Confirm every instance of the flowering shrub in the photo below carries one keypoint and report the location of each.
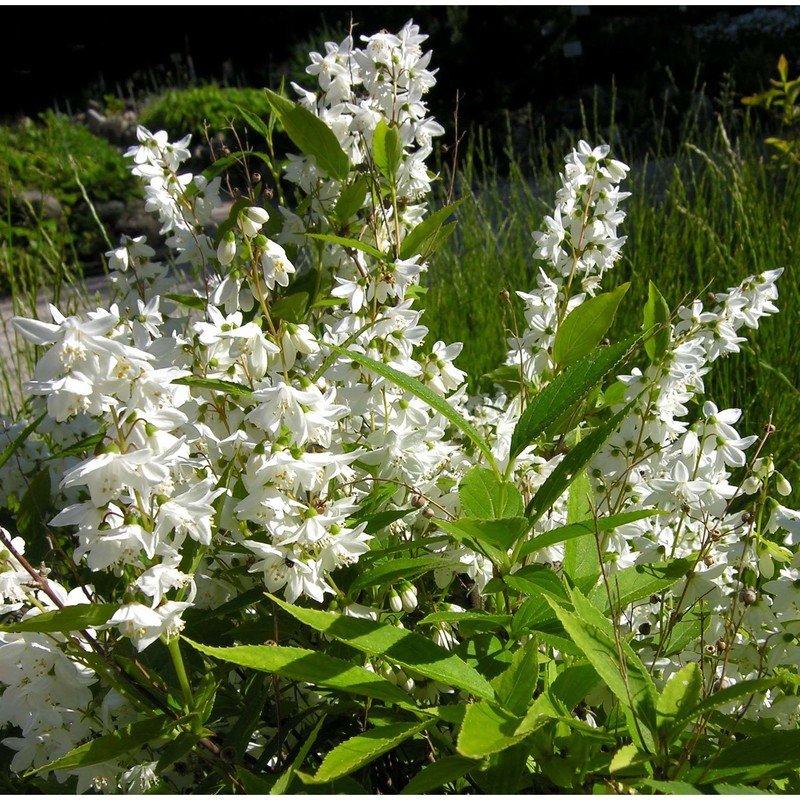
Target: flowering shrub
(288, 549)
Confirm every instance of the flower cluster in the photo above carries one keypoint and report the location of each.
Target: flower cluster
(269, 416)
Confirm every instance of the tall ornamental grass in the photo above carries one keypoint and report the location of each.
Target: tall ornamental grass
(263, 537)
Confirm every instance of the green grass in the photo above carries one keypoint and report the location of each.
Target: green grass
(702, 219)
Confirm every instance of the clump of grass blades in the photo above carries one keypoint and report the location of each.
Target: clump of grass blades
(698, 221)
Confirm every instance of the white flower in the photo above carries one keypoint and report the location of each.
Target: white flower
(251, 220)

■ ■ ■ ■ ■

**WHAT THE TASK ASKS**
Retype the records exactly. Any image in them should not appear in what you write.

**SOLUTION TO THIS EXERCISE**
Confirm every instance of the flowering shrub in the photo below carries one keypoint and report the location of each.
Target: flowering shrub
(288, 549)
Confirm every instance of the flower cluster in the photo above carries one keypoint and report the location of each.
Target: flower cluster
(269, 416)
Confirm every instance of the tall ornamental grass in the photo above carries one keypoint and report the location of each.
Target: tall ornamental grass
(263, 537)
Confirm every instance of the green grass in the photo above carries one keypoint and report the location of each.
Target: green grass
(702, 219)
Confirm every instance of the clump of grass blades in the photo above carries one keypoint and report the location of each.
Target: clump of grass blades
(698, 221)
Confirm every instance of the white flower in the photo above carries one keypoint and report the location of each.
Target: white flower
(251, 220)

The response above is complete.